Yes, and I suspect (although I don't know for sure) that the reason is that a lot of these options are written on spec. For example, does buying buying a call option require that someone has actually previously written it, or does the market maker simply take the other side of the option and acts as a clearing house. I hope I'm being clear on this.

TTFN,
CTC



To: Geoff Nunn who wrote (72630)10/16/1998 5:26:00 PM
From: nihil  Read Replies (4) | Respond to of 176387
 
RE: Are you correct?

No. I have not bought an option at the Ask or sold one at the Bid (except in dire emergencies) in months. I routinely do better on spreads by rolling my own (keeping up to 90 per cent of both spreads). Use a +/-1/8 difference on the > $3 options and +/- 1/16 on cheaper options. When you want to buy an option offer 1/16 more than the bid, and you will become the market bid and get the next market order. Check and see if your offer becomes the market bid (if not sue!). There are usually many market makers, some of whom will be happy to make a teeny if they are too long. Collusion cannot be organized just to cheat you out of a point. Scalpers are competing to make trades to maintain their lifestyles. If you are the bid, you will be filled, the new bid will drop, and the market will stumble on.



To: Geoff Nunn who wrote (72630)10/19/1998 11:40:00 AM
From: jim kelley  Respond to of 176387
 
Geoff,

Options are very expensive now. There is a high volatility premium to be paid. You might want to wait until the volatility subsides before you reach for a 6-pack of options.

As far as the spread is concerned, it seems to be the widest in the options that have the lowest per day volume. You can always offer less than the ask and you may get your fill.

The main issue with options is to be confident that the stock is going to hit its target by expiration. If you are not certain then you can use a spread to distribute your risk.

Also, if you do not have a cast iron stomach, do not purchase options due to expire in the next 30 days that are way out of the money.

▬▬▬▬▬▬▬▬▬▬

* _TO BE DONE_
Answer these questions about the options forum thread.
1. What does the post signed CTC suspect is the reason?
2. In the reply from nihil, what difference is used on options priced above $3?
3. According to jim kelley, which options seem to have the widest spread?

* _DATA EXCERPT_

▬▬▬▬▬▬▬▬▬▬

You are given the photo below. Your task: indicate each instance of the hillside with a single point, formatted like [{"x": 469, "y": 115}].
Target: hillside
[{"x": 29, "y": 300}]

▬▬▬▬▬▬▬▬▬▬

* _TASK ANSWER_
1. That a lot of these options are written on spec.
2. A +/-1/8 difference.
3. The options that have the lowest per day volume.